══ SUPPLIED INFORMATION ══

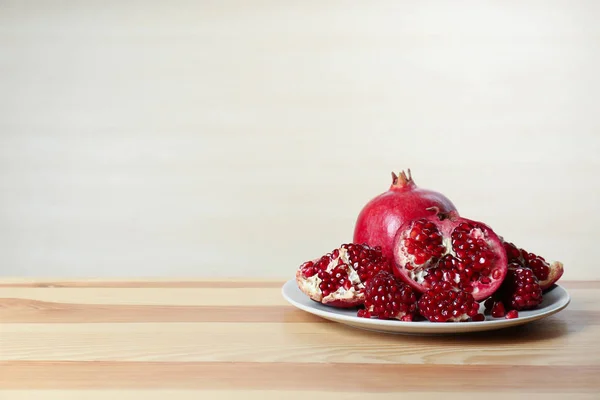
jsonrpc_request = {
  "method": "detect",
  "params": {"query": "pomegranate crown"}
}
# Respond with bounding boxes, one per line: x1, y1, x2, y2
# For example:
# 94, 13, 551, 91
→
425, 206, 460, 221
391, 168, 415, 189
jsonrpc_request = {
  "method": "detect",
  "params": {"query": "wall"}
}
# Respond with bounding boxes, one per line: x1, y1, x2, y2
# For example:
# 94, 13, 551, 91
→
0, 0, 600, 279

═══
══ SUPPLIED INFORMATION ══

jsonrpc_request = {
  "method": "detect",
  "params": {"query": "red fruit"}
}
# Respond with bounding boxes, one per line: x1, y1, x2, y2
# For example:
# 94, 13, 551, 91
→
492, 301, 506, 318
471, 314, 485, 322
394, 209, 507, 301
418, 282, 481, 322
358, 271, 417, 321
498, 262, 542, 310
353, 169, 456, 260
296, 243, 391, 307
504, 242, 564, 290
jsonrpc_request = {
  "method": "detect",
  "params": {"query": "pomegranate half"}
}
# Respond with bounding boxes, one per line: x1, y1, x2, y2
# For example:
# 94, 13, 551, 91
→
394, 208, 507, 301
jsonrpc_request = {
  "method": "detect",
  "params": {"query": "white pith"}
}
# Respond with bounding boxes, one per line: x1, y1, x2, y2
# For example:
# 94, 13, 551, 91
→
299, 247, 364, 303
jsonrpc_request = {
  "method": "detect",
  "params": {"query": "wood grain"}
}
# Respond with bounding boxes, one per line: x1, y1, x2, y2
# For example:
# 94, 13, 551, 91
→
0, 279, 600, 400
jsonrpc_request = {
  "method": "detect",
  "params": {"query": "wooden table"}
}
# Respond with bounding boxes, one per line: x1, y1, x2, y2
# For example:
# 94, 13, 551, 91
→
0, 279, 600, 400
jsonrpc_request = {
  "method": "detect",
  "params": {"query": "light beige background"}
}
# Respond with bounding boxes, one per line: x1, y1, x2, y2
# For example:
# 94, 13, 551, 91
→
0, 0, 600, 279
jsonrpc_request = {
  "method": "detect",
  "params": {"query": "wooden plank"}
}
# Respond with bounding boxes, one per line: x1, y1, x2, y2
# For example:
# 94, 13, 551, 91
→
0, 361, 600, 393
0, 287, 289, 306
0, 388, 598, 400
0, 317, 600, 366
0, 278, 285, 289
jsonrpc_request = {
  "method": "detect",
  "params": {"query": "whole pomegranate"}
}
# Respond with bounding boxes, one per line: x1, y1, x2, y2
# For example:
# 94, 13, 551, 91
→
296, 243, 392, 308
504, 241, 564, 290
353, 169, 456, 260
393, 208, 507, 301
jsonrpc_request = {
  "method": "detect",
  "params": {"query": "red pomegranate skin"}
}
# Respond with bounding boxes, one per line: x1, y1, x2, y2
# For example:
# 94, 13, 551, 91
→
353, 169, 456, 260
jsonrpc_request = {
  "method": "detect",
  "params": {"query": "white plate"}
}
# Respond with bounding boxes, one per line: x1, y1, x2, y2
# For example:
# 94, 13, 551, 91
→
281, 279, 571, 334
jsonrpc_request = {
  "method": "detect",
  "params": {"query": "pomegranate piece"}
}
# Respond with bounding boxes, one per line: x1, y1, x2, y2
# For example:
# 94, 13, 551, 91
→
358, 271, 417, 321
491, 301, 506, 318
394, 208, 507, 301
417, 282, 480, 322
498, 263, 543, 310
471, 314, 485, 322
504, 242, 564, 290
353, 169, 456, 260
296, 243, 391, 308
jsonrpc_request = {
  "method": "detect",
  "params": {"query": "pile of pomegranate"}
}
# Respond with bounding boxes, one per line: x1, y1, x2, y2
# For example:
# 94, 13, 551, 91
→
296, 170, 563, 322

═══
══ SUPPLIED INFORMATION ══

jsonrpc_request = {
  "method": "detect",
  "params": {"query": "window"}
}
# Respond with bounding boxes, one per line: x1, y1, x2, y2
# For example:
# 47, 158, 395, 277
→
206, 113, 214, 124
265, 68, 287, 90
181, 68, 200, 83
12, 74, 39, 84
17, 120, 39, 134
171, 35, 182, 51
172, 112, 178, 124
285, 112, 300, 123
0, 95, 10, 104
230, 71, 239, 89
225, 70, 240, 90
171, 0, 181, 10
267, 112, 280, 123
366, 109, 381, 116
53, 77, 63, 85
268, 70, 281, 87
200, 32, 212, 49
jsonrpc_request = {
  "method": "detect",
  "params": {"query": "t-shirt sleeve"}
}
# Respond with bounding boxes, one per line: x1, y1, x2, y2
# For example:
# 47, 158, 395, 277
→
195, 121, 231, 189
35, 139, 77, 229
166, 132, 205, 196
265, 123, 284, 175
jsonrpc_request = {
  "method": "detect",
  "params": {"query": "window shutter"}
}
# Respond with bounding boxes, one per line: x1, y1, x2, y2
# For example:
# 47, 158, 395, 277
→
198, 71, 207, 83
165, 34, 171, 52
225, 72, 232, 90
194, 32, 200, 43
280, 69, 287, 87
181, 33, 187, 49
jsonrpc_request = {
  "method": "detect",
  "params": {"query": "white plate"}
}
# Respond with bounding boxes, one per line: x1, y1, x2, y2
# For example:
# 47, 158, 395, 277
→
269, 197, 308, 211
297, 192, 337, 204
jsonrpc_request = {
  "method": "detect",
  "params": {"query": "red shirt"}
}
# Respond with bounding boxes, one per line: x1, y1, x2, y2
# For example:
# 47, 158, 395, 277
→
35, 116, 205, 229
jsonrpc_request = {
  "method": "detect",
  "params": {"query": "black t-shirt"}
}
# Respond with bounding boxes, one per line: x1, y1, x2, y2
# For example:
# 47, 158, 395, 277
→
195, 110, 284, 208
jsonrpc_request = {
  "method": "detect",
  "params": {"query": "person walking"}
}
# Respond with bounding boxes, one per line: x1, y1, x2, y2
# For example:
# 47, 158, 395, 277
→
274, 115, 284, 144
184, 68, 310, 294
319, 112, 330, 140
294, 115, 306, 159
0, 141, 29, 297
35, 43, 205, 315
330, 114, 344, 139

═══

* **TASK INSTRUCTIONS**:
Copy each line of the rows above that contains the string "pomegranate". Case counts.

* **SOLUTION FOR THIS EXERCISE**:
  "params": {"query": "pomegranate crown"}
  "params": {"query": "pomegranate half"}
  "params": {"query": "whole pomegranate"}
  "params": {"query": "red pomegranate skin"}
  "params": {"query": "pomegranate piece"}
  "params": {"query": "pile of pomegranate"}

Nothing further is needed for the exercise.